Location identification items
┏━━

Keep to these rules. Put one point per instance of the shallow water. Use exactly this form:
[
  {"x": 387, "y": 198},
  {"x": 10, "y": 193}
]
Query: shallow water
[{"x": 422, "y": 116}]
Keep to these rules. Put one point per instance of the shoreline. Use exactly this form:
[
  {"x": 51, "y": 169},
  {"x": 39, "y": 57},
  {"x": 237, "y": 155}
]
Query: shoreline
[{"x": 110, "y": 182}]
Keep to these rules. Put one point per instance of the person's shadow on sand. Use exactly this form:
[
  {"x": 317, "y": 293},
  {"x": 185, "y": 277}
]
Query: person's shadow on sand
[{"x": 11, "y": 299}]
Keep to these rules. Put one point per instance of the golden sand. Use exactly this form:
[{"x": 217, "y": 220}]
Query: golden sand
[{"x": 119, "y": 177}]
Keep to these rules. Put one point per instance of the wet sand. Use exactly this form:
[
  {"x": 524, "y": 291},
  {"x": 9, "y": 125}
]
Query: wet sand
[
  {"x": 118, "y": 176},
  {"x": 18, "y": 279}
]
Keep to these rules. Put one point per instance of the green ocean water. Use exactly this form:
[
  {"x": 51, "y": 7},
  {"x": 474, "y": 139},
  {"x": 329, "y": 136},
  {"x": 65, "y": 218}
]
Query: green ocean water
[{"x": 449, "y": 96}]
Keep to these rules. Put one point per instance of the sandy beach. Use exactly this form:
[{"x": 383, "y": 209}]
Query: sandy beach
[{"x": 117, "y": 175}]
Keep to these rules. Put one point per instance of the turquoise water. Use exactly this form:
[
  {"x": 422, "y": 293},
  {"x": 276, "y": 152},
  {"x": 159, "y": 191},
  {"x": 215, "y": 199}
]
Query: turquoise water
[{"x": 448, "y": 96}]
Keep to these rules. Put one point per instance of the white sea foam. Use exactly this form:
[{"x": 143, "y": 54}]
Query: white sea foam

┗━━

**REQUEST**: Turn the rows above into a JSON list of strings, with one string for each line and no blank lines.

**COMPLETE OUTPUT**:
[
  "Keep to these rules. Put one point per instance of the shallow water. Use exactly this form:",
  "[",
  "  {\"x\": 387, \"y\": 198},",
  "  {\"x\": 10, \"y\": 193}",
  "]",
  "Query: shallow water",
  "[{\"x\": 422, \"y\": 116}]",
  "Keep to these rules. Put one point per instance of the shoreline. Use exactly this form:",
  "[",
  "  {\"x\": 51, \"y\": 169},",
  "  {\"x\": 39, \"y\": 57},",
  "  {\"x\": 237, \"y\": 155}",
  "]",
  "Query: shoreline",
  "[{\"x\": 110, \"y\": 182}]",
  "Keep to these rules. Put one point per instance of the person's shadow on sand. Use exactly this form:",
  "[",
  "  {\"x\": 317, \"y\": 293},",
  "  {\"x\": 185, \"y\": 277}",
  "]",
  "Query: person's shadow on sand",
  "[{\"x\": 11, \"y\": 299}]",
  "Keep to these rules. Put one point per instance of the golden sand. Use exactly this form:",
  "[{\"x\": 217, \"y\": 220}]",
  "Query: golden sand",
  "[{\"x\": 119, \"y\": 177}]",
  "Keep to these rules. Put one point per instance of the wet sand. Use exactly this form:",
  "[",
  "  {\"x\": 524, \"y\": 291},",
  "  {\"x\": 9, \"y\": 125}",
  "]",
  "Query: wet sand",
  "[",
  "  {\"x\": 118, \"y\": 176},",
  "  {\"x\": 18, \"y\": 279}",
  "]",
  "Keep to these rules. Put one point per instance of the green ocean water. Use exactly this form:",
  "[",
  "  {\"x\": 51, \"y\": 7},",
  "  {\"x\": 474, \"y\": 139},",
  "  {\"x\": 329, \"y\": 136},",
  "  {\"x\": 65, \"y\": 218}",
  "]",
  "Query: green ocean water",
  "[{\"x\": 449, \"y\": 96}]",
  "Keep to these rules. Put one point per instance of the sandy beach. Use exactly this form:",
  "[{\"x\": 383, \"y\": 209}]",
  "Query: sandy beach",
  "[{\"x\": 117, \"y\": 175}]",
  "Keep to these rules. Put one point per instance of the turquoise water. Use exactly this form:",
  "[",
  "  {\"x\": 422, \"y\": 293},",
  "  {\"x\": 276, \"y\": 152},",
  "  {\"x\": 159, \"y\": 191},",
  "  {\"x\": 215, \"y\": 199}",
  "]",
  "Query: turquoise water",
  "[{\"x\": 448, \"y\": 96}]",
  "Keep to these rules. Put one point per instance of the white sea foam. Use exactly this form:",
  "[{\"x\": 143, \"y\": 54}]",
  "Query: white sea foam"
]